TEXTE CHOISI:
········
On a tous envie d’être différents, uniques en notre genre. À la banque, c’est peine perdue. Le banquier n’a pas affaire à un individu mais à une CSP (une catégorie socioprofessionnelle). Et cette mécanique se poursuit à plusieurs niveaux.

  • On croit être un couple ; pour la banque on est un ménage.
  • On aimerait avoir un métier particulier ; mais ce qui compte, c’est notre revenu annuel brut.
  • On voudrait acheter notre petit appartement ; en réalité, on fait un investissement. Car comme le banquier nous l’a souligné, tout achat “même pour y vivre” s’appelle bien “un investissement”.
········
Entrées de données enregistrées:

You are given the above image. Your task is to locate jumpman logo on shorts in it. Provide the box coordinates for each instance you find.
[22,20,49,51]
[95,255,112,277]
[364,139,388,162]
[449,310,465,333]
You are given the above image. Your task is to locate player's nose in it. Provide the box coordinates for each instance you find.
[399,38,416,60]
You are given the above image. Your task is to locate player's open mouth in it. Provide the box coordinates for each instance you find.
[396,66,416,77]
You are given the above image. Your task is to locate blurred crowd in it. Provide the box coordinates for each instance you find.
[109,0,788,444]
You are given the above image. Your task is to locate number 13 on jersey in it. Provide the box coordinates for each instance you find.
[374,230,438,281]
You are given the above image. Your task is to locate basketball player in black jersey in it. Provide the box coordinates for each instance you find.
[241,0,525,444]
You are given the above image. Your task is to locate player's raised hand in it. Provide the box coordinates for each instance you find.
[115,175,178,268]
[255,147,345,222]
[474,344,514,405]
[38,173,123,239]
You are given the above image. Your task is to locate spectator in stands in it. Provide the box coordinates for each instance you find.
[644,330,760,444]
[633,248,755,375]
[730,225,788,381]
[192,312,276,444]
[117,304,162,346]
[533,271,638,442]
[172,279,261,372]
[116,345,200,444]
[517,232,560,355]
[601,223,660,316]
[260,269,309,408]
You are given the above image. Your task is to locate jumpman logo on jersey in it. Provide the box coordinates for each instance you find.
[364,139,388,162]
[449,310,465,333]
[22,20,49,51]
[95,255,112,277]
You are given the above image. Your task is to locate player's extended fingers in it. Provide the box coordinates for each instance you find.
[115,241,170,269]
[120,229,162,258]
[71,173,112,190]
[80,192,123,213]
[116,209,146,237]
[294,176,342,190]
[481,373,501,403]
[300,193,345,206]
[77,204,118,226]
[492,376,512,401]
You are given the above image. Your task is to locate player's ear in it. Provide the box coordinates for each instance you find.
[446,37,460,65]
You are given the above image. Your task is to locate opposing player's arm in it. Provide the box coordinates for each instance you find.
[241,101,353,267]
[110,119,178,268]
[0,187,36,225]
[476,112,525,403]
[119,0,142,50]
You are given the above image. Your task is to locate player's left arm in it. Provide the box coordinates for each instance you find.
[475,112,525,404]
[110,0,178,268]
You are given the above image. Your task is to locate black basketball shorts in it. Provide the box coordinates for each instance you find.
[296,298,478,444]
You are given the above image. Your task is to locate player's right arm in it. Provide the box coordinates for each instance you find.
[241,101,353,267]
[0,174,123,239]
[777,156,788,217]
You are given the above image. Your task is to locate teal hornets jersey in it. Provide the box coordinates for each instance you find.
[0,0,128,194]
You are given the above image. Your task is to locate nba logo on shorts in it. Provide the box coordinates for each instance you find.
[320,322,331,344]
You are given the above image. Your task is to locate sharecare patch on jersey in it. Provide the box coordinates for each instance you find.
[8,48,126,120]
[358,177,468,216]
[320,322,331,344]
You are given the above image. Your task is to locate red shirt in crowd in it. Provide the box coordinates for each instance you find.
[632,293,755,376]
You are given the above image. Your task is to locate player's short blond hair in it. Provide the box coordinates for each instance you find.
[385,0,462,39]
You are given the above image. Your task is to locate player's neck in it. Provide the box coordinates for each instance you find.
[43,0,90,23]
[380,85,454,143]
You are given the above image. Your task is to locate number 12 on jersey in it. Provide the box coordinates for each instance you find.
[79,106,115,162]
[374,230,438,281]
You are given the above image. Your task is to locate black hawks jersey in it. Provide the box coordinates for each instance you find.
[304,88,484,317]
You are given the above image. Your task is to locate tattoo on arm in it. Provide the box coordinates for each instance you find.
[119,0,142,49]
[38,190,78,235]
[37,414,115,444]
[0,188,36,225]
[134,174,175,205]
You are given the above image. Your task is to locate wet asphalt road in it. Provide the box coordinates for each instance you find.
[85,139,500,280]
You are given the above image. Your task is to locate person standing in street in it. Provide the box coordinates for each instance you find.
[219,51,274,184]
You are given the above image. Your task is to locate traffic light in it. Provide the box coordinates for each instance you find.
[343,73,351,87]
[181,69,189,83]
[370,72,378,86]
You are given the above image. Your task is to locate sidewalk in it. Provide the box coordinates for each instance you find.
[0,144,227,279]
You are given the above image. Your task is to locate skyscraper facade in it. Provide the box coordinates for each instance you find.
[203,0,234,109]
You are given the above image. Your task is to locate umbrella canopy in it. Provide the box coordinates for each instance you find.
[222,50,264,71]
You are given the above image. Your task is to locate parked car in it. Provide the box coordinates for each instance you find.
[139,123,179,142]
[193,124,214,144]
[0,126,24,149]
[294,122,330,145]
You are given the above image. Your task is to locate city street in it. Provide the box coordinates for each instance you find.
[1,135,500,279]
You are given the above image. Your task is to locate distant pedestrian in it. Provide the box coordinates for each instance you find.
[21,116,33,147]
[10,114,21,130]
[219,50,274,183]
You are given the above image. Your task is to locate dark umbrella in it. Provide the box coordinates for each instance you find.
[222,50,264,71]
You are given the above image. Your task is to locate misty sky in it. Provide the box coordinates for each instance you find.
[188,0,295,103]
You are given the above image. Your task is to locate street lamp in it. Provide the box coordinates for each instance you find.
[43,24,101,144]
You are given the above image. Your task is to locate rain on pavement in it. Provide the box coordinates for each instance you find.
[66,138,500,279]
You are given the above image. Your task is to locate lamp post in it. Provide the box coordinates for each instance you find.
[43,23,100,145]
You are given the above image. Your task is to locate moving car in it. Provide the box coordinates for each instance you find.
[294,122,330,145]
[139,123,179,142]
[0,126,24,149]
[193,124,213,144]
········
QUESTIONS DE COMPRÉHENSION:
- a) Pouvez-vous retranscrire le texte sur la banque depuis « On a tous envie » jusqu'à « on est un ménage. » ?
- b) Répondez à ces questions sur le texte sur la banque :
(i) Selon le texte, à quoi le banquier a-t-il affaire au lieu d'un individu ?
(ii) Qu'est-ce qui compte plutôt que le métier ?
(iii) Comment s'appelle tout achat « même pour y vivre », d'après le banquier ?

CORRIGÉ DE L'EXERCICE:
- a)
On a tous envie d’être différents, uniques en notre genre. À la banque, c’est peine perdue. Le banquier n’a pas affaire à un individu mais à une CSP (une catégorie socioprofessionnelle). Et cette mécanique se poursuit à plusieurs niveaux.

  • On croit être un couple ; pour la banque on est un ménage.

- b)
(i) À une CSP (une catégorie socioprofessionnelle).
(ii) Le revenu annuel brut.
(iii) Un investissement.